Description of the task: Render the lines from the start of the items through the line containing "[52, 322, 133, 393]" as a JSON list of strings, one string per line, skipping blank lines. Leave the pictures out of the answer.

Source data

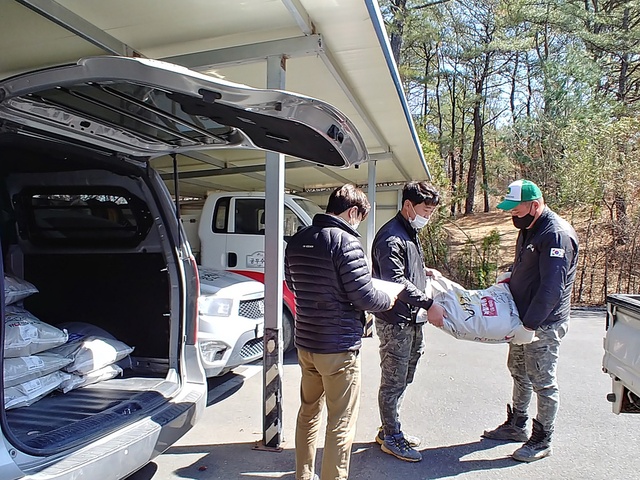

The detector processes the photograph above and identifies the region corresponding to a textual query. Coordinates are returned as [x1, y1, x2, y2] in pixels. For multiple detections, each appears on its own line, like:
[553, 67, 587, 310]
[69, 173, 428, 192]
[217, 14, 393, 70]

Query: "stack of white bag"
[418, 276, 524, 343]
[3, 275, 70, 410]
[52, 322, 133, 393]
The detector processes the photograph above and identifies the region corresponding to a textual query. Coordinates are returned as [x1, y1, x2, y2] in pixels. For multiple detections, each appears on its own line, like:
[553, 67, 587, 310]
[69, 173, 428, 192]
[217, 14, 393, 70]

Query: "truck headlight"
[198, 295, 233, 317]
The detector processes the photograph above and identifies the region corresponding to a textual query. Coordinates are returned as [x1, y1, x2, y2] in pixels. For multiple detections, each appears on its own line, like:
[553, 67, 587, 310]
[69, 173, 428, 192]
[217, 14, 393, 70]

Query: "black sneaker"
[380, 433, 422, 462]
[512, 420, 552, 462]
[376, 427, 422, 448]
[482, 405, 529, 442]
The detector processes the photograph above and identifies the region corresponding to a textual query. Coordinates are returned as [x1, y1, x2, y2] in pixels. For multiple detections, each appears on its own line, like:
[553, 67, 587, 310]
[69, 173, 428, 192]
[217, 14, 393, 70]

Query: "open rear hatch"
[0, 57, 367, 167]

Result below:
[
  "The detector processes the photograph above and identifies the region corresponding to a textual query. Coordinates are returned as [x1, y1, x2, y2] in pixels. For multiple detections, each appears on its own line, like:",
  "[553, 67, 587, 310]",
  "[69, 173, 428, 192]",
  "[217, 14, 393, 70]",
  "Query: \"stack of white bag\"",
  "[418, 276, 524, 343]",
  "[3, 275, 70, 410]",
  "[52, 322, 133, 393]"
]